• **Texto apresentado**:
■ ■ ■ ■

Foi sem margem de dúvida o tempo que passei em Pemba – o conhecer e conviver com as pessoas das comunidades dentro do Parque Nacional de Quirimbas, partilhar sombras e conversar com as mulheres de Quissanga-Praia enquanto me contavam o seu dia-a-dia, ou dividir o colchão com duas raparigas da comunidade de Chipembe. Para além das pessoas, as praias e paisagens do distrito de Cabo Delgado deram-me as memórias mais alegres do meu doutoramento.
"Que desafios teve de enfrentar e que motivações arranjou para superar os seus problemas?"

■ ■ ■ ■

• **Material de estudo**:

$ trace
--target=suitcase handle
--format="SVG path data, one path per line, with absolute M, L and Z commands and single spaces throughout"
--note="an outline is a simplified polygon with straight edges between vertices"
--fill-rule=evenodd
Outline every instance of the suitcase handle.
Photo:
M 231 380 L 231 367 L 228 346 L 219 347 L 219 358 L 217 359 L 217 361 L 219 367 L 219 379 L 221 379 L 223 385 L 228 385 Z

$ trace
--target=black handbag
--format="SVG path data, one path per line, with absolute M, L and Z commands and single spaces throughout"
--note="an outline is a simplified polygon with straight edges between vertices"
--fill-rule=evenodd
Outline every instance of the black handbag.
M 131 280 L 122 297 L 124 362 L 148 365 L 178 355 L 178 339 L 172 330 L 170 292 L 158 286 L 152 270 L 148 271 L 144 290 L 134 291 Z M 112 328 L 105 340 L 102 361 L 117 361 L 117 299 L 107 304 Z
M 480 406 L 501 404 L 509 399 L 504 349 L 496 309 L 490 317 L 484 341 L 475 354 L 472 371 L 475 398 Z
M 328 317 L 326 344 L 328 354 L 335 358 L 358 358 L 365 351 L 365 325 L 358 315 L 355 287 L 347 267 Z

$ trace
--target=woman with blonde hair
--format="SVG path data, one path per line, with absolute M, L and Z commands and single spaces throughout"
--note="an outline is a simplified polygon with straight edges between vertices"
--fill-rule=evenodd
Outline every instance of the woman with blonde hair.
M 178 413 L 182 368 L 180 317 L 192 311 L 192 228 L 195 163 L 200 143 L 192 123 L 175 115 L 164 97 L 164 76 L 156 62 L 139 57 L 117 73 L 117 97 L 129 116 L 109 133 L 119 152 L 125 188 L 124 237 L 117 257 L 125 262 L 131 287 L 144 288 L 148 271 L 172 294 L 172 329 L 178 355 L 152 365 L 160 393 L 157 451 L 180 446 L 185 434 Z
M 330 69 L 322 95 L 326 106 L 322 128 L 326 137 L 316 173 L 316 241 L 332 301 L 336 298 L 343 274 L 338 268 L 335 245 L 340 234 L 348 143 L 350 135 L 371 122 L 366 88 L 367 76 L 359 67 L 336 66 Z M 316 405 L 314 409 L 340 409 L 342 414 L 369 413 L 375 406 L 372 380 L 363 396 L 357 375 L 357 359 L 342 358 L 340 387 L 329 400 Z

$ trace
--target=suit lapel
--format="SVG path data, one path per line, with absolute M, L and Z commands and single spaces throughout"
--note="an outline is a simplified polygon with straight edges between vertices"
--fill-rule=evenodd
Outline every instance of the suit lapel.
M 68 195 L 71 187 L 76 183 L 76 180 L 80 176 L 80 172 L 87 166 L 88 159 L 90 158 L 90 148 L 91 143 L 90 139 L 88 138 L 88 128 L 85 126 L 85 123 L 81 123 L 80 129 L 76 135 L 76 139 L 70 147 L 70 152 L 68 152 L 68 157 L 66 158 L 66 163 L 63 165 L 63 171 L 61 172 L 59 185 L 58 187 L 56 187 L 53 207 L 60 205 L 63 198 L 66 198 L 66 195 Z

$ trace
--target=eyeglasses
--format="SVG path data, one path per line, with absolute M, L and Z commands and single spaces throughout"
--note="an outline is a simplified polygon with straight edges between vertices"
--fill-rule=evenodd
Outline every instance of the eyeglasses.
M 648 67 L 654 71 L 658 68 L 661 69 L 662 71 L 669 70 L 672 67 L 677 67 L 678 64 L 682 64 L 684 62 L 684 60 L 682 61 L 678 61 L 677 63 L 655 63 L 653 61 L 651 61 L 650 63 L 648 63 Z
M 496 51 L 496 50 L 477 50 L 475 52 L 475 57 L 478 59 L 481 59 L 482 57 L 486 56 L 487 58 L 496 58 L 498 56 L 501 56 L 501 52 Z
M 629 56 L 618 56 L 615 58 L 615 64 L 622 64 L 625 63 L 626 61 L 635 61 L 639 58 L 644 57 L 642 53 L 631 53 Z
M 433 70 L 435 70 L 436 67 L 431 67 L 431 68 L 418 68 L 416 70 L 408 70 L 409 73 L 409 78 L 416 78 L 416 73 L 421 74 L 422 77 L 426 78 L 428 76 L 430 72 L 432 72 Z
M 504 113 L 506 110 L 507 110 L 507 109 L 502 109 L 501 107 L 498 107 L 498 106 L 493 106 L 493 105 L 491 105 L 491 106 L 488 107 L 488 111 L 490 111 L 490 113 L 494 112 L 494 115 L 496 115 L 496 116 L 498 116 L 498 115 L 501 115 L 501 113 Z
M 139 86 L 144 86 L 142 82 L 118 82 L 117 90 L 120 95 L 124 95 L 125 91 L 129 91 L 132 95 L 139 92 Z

■ ■ ■ ■

• **Tarefas**:
1) No texto sobre Pemba, com quem foi dividido o colchão na comunidade de Chipembe?
2) Prossiga o texto sobre Pemba a seguir à última frase apresentada.

• **Respostas**:
1) Com duas raparigas da comunidade de Chipembe.

2)
Apesar da beleza e do tempo incrível que passei em Cabo Delgado, esta zona encontrava-se sobre ataque de terrorismo islâmico. Após a minha primeira ida em 2019, a situação agravou-se e muitas das comunidades onde trabalhei foram atacadas e aldeias inteiras foram evacuadas. Ficou muito perigoso entrar no Parque e as atividades de investigação foram cessadas. Juntou-se a pandemia COVID-19 e tivemos de encontrar outras formas de continuar o projeto, e para isso foi necessário uma completa restruturação e adaptação da proposta inicial. Acabámos por replicar a investigação conduzida no Parque Natural de Quirimbas na Reserva Especial do Niassa com a contratação de um técnico local em colaboração com a WCS e o Projeto de Carnívoros do Niassa. Conseguimos outras colaborações com académicos e instituições governamentais que nos facultaram dados, e foi graças a estas parcerias que consegui terminar o meu doutoramento.
"O que ficou por explorar?"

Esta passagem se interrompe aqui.